:: DOCUMENT ::
_ _ _ _ _

Friday, October 28, 2022



Rock and Roll pioneer Jerry Lee Lewis has died, age 87, the last of the maverick troublemakers and innovators who changed forever popular music.  Chuck Berry and Little Richard in their prime always meant more to me, but Lewis was a close third in my personal rock and roll canon. 
No one could pound a piano with more verve or energy, and it seemed to me watching old clips of him live over that he was not so much playing piano as he was committing assault upon it. His singing, as well, was unique, his own and impossible to cogently emulate. His southern accent became a tight, coiled sound that was as much about barely constrained energy as it was about tone, timbre, or range. 

It was a primitive glee to raise havoc that battered the limits of the chord progressions. God help the audience if whatever possessed this artist escaped the musical bars that constrained it. That Jerry Lee Lewis found a second career as a fully realized country artist only makes sense; one always had the feeling that he thought the Devil and God were wrestling for his soul. 

If rock and roll were the indulgence of the baser, untamed qualities of the human spirit, country was the area where home, hearth, heartbreak, and healing of a sort could balance the emotional scales. He was an original architect of rock and roll, a phenomenon that will not reoccur in any future unfolding of human history.

Friday, October 21, 2022



Rock stars with awful voices by formal standards are some of my favorite singers of black rhythm and blues music. Let me try to clarify. Mick Jagger is a vocalist who learned to work brilliantly with the little singing ability God deigned to give him: knowing that he didn't have the basic equipment to even come close to simulating Muddy Waters or Wilson Pickett, he did something else instead in trying to sing black and black informed music-- talk-singing, the whiny, mewling purr, the bull moose grunt, the roar, the grunts and groans, the slurs and little noises , all of which he could orchestrate into amazing, memorable performances.

_ _ _ _ _

:: ENTRIES SHOWN ::

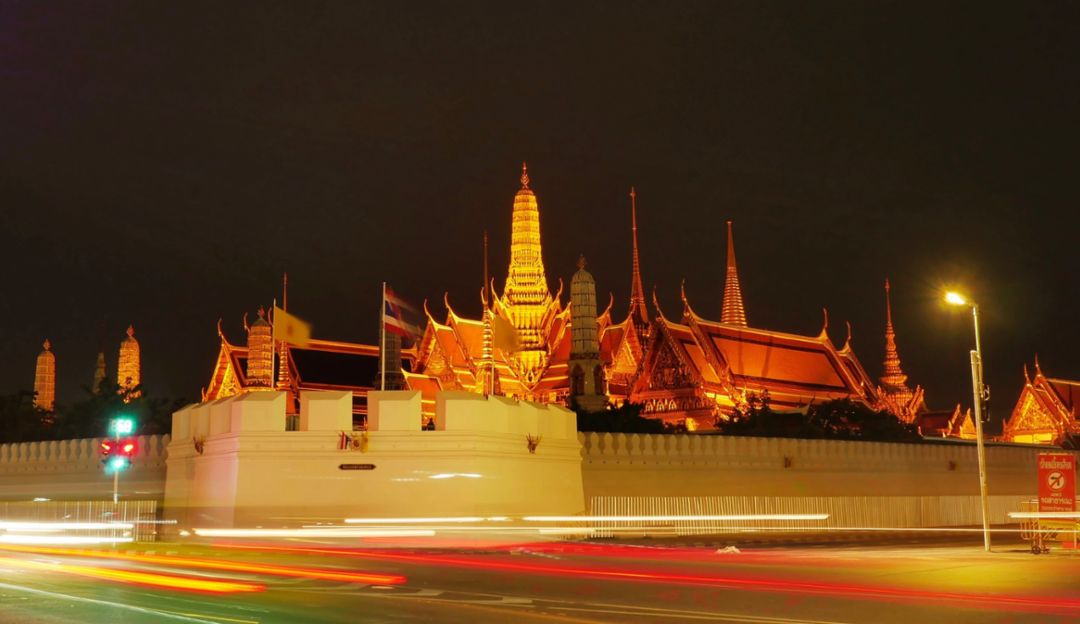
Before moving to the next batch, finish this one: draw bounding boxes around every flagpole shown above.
[379,282,387,390]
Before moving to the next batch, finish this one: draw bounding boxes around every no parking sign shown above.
[1039,452,1077,512]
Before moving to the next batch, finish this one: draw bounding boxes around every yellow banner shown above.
[273,306,311,348]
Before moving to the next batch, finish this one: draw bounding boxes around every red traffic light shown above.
[117,437,138,458]
[97,439,116,457]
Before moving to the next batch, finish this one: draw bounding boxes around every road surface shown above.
[0,540,1080,624]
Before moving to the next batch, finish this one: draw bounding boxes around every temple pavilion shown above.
[203,165,926,430]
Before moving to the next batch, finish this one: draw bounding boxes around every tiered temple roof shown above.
[204,166,937,432]
[202,322,406,418]
[1002,356,1080,445]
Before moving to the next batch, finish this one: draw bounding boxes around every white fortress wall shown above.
[579,433,1067,527]
[0,435,170,501]
[164,391,585,527]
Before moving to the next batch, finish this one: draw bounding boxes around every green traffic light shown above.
[109,416,135,435]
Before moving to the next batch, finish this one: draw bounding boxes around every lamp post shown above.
[945,291,990,553]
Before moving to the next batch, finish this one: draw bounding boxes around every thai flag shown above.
[382,286,420,339]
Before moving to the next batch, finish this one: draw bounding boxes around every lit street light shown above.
[945,290,990,552]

_ _ _ _ _

:: TO BE DONE ::
**a)** In the blog post, rewrite the passage from "No one could" to "timbre, or range.", replacing "verve" with "vigor".
**b)** Answer these questions from the blog post:
(i) At what age did Jerry Lee Lewis die?
(ii) Which two artists does the writer say always meant more than Lewis?
(iii) Which two singers does the post say Mick Jagger lacked the equipment to come close to simulating?

:: ANSWERS TO THE EXERCISE ::
**a)**
No one could pound a piano with more vigor or energy, and it seemed to me watching old clips of him live over that he was not so much playing piano as he was committing assault upon it. His singing, as well, was unique, his own and impossible to cogently emulate. His southern accent became a tight, coiled sound that was as much about barely constrained energy as it was about tone, timbre, or range.

**b)**
(i) 87
(ii) Chuck Berry and Little Richard
(iii) Muddy Waters and Wilson Pickett